# Activity:
Precisely the lines from the one with "Task: set a dot on every instance of the gilded ornament" through the end of the data, both included, must make up the response, each restated word for word.

Collected data:
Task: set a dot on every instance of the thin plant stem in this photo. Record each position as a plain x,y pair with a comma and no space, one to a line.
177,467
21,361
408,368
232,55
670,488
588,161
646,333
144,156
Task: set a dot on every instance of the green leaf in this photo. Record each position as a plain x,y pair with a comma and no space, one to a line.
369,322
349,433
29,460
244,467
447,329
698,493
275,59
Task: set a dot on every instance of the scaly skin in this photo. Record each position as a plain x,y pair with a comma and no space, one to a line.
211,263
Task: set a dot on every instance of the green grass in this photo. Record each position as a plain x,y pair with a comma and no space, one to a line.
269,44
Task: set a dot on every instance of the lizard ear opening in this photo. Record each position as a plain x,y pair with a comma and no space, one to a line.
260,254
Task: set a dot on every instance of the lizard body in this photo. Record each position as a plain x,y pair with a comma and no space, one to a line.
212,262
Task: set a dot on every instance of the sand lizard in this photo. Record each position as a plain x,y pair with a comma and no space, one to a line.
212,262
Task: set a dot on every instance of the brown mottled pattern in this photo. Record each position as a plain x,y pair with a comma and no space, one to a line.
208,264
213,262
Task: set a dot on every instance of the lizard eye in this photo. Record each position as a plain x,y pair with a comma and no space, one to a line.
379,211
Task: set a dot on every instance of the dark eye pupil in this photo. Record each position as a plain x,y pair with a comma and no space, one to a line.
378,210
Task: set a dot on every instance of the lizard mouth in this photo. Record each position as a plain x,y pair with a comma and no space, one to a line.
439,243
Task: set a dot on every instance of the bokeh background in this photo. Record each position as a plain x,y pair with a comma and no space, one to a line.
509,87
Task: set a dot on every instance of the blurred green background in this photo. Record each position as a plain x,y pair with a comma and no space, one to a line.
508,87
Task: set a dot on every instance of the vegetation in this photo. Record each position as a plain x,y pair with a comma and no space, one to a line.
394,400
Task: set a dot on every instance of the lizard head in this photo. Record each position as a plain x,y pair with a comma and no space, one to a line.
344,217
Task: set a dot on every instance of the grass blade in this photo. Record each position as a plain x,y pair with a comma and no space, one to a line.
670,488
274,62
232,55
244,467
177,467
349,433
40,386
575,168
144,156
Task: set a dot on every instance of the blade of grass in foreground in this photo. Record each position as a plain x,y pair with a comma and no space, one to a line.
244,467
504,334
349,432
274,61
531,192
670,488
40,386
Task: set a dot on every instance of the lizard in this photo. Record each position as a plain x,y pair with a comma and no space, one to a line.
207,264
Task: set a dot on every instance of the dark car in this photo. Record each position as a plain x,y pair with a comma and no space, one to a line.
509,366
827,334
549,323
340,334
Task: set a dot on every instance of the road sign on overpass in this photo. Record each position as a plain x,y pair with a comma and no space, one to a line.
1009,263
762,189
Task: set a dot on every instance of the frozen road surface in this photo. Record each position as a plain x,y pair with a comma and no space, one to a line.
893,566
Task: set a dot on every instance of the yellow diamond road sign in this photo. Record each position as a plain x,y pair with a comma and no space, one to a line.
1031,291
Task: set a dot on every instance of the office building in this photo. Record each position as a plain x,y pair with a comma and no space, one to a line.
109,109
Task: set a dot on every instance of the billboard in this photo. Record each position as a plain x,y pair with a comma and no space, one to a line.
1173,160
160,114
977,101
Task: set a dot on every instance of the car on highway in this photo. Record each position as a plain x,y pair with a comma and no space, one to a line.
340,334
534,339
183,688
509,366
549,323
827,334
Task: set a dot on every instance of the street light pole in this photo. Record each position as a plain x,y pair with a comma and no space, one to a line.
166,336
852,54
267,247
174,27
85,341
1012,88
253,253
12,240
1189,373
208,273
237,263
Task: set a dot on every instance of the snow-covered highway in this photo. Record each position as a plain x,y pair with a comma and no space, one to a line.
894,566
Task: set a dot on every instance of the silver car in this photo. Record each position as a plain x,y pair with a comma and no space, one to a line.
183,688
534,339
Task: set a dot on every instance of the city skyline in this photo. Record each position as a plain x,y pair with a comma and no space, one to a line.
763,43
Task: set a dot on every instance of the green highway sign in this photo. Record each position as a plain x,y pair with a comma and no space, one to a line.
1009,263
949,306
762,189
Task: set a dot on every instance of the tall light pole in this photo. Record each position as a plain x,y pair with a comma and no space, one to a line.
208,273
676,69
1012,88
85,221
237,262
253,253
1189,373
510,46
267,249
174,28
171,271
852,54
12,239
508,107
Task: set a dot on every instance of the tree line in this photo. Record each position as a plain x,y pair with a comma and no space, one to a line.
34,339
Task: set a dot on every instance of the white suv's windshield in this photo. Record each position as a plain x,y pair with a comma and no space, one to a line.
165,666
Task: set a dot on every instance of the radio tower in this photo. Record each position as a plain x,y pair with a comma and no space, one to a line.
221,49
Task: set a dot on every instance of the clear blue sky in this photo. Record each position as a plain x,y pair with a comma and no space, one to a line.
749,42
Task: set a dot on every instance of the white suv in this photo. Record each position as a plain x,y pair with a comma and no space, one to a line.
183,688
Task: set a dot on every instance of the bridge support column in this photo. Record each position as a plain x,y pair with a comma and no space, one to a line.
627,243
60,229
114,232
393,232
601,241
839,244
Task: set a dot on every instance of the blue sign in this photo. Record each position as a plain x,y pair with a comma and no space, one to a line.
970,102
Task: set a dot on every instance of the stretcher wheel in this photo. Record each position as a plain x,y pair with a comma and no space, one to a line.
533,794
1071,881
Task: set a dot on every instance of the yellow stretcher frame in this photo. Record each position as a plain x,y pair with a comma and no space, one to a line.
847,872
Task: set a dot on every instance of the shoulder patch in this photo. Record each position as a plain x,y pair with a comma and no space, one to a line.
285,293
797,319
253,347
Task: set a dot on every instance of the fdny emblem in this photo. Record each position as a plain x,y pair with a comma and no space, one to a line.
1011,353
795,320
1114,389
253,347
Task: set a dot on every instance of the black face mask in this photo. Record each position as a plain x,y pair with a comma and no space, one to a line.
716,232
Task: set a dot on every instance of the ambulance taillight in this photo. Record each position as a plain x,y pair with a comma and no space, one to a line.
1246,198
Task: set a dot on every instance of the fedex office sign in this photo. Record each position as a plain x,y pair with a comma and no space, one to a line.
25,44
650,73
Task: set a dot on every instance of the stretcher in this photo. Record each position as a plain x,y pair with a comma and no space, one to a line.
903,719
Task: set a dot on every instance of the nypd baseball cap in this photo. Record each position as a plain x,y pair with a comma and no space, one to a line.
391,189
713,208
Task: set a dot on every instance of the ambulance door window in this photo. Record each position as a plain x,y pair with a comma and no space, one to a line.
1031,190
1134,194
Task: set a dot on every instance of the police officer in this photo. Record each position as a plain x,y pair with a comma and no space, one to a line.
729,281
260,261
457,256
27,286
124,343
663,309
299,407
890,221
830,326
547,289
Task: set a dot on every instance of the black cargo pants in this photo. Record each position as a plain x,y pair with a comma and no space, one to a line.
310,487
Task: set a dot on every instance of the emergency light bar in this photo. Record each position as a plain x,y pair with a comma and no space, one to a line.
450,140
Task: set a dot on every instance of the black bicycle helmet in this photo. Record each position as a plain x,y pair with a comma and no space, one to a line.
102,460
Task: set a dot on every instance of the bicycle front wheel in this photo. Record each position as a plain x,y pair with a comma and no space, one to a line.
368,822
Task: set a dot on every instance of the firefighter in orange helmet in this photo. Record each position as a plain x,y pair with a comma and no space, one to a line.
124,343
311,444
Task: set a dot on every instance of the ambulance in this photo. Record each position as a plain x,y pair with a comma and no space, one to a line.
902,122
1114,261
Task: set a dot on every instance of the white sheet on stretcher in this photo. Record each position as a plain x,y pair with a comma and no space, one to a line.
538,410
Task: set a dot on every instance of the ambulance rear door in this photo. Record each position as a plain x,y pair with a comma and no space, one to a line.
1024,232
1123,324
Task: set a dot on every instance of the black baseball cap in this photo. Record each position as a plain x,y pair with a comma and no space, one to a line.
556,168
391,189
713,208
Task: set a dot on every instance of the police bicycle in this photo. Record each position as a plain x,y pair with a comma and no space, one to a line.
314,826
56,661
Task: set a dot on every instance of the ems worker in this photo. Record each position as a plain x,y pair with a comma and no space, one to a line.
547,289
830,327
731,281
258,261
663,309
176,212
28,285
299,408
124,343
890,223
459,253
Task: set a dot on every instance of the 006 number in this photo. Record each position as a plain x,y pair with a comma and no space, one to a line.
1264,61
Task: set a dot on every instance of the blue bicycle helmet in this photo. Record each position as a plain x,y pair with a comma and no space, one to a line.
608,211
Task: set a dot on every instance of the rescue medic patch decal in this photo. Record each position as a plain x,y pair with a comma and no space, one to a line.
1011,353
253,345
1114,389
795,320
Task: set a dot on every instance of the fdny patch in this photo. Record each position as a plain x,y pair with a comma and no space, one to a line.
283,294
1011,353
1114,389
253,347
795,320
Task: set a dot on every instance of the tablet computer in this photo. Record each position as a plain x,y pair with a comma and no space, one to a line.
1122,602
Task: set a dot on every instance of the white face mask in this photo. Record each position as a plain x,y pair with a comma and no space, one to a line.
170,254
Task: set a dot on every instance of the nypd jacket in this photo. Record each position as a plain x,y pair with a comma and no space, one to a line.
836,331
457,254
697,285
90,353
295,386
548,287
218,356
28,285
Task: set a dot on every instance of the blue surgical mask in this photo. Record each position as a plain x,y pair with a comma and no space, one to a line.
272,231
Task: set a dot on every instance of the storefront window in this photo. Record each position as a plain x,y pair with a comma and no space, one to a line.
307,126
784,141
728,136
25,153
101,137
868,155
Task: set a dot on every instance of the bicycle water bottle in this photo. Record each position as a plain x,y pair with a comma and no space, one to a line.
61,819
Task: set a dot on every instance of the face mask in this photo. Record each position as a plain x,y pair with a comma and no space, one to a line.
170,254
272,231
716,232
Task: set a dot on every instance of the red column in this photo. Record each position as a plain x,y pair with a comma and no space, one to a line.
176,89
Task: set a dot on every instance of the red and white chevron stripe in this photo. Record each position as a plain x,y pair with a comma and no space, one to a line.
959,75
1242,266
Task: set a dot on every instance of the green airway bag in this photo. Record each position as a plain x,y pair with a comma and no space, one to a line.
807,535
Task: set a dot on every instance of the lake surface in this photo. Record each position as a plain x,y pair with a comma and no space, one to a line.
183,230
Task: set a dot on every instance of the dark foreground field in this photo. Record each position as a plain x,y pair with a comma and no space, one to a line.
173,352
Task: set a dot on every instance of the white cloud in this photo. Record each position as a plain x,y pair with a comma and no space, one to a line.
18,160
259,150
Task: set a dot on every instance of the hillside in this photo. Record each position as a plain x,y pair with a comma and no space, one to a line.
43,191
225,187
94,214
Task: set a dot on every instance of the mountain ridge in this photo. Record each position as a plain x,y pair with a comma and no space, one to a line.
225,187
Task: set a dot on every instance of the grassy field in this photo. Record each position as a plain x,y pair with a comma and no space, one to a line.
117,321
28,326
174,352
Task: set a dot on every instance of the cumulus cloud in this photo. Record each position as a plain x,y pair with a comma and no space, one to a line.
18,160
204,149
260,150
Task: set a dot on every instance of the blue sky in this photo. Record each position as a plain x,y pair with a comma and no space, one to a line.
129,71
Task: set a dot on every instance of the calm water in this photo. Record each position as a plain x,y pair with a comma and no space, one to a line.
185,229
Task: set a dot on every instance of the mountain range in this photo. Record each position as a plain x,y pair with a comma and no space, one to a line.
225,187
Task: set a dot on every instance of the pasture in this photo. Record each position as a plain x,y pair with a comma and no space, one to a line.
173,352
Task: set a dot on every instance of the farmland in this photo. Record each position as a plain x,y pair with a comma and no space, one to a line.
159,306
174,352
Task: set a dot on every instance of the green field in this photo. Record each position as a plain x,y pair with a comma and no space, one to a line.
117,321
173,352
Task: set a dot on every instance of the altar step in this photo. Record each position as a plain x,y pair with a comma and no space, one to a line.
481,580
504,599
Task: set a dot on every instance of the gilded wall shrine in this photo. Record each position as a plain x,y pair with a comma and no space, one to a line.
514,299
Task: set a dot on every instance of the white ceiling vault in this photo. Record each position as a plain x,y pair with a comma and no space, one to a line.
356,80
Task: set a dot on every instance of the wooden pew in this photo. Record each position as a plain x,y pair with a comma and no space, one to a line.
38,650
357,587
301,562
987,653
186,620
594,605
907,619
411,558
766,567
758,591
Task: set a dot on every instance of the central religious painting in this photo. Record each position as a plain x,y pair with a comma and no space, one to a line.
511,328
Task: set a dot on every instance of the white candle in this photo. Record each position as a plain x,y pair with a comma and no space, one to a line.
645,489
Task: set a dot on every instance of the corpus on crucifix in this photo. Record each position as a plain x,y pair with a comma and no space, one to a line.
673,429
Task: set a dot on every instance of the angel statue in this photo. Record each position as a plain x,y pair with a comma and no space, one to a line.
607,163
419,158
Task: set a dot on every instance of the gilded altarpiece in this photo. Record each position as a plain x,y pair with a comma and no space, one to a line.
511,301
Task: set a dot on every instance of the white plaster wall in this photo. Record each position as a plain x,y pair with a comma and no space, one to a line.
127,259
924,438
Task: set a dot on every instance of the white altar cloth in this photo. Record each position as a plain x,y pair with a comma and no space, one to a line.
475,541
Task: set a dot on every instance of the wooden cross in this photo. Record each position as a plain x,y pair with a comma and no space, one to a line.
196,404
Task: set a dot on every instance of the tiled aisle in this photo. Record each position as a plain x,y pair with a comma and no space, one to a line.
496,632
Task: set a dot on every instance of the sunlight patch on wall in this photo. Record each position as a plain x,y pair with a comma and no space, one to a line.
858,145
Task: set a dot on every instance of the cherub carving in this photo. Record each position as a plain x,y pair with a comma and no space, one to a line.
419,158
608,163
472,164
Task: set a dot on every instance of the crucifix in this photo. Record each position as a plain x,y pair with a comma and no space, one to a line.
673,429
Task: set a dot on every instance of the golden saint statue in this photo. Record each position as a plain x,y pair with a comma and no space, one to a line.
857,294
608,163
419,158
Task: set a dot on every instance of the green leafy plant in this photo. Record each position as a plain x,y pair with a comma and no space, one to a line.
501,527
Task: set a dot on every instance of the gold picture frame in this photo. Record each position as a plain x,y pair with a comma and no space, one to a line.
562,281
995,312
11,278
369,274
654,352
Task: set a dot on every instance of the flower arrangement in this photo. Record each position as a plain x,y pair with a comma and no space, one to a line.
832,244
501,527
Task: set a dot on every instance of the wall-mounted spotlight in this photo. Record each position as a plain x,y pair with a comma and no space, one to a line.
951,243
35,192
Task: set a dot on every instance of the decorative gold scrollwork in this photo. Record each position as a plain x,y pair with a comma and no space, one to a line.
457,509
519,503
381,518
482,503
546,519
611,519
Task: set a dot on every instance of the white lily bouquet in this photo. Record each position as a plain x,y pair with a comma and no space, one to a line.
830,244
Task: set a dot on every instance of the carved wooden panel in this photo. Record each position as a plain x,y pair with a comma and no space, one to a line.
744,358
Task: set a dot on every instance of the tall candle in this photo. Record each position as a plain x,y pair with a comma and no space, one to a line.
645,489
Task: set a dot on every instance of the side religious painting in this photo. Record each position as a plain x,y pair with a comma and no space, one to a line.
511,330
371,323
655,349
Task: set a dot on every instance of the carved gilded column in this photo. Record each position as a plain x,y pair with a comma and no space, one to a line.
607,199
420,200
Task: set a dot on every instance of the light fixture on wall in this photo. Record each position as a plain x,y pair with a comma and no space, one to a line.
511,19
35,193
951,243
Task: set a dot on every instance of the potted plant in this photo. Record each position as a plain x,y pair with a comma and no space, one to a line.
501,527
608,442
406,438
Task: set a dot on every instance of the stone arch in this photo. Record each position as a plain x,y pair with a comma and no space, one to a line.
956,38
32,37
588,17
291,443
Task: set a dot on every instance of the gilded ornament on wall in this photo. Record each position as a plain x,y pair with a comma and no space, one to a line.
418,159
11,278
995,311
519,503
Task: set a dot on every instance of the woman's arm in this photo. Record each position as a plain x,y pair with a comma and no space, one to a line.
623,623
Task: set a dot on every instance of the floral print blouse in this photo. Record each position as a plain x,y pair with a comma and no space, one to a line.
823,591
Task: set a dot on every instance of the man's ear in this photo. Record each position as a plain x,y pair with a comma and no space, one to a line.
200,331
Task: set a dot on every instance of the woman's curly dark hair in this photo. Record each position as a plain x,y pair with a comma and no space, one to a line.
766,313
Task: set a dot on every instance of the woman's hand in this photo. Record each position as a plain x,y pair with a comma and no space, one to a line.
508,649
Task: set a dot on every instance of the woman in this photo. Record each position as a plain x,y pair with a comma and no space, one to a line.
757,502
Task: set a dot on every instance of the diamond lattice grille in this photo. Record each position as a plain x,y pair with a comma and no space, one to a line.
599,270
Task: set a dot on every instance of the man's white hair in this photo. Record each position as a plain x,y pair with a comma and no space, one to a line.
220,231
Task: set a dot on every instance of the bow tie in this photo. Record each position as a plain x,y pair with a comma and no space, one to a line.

# Output for this exercise:
Task: set a dot on every instance of the gilded ornament on wall in this photo. Record each position as a plain x,y pair with a comma and no space, one to a line.
418,159
11,278
995,311
519,503
Task: set a dot on every instance of the woman's arm in this photo. Record each position as a plain x,y pair with a comma and no space, one to a line.
623,623
Task: set a dot on every instance of the floral print blouse in this photo. Record each position as a plain x,y pair with a comma and no space, one to a line.
823,591
Task: set a dot on every instance of the man's ear in this photo. Record each position as a plain x,y pair with a comma and no space, one to a line.
200,331
Task: set a dot on every instance of the woman's curly dark hair in this photo. Record each position as a plain x,y pair with a comma and no space, one to a line.
766,313
Task: set a dot on every instance of the woman's hand in this photo. Record each position as a plain x,y pair with a comma and no space, one to a line.
508,649
Task: set a dot on every instance of the woman in this photo. Record each position as a plain x,y pair with a comma and no space, one to a line.
757,502
Task: set a dot on every instance of the diamond lattice grille in this photo. Record each position as a plain x,y pair with a comma and no space, one to a line.
599,270
Task: set a dot on every instance of the man's white hair in this photo. Record each position as a plain x,y pair with a comma and no space, one to a line.
220,231
Task: set a dot on every instance of the bow tie in this photo. Record each position as a plain x,y pair with a comma and no space, one to a line.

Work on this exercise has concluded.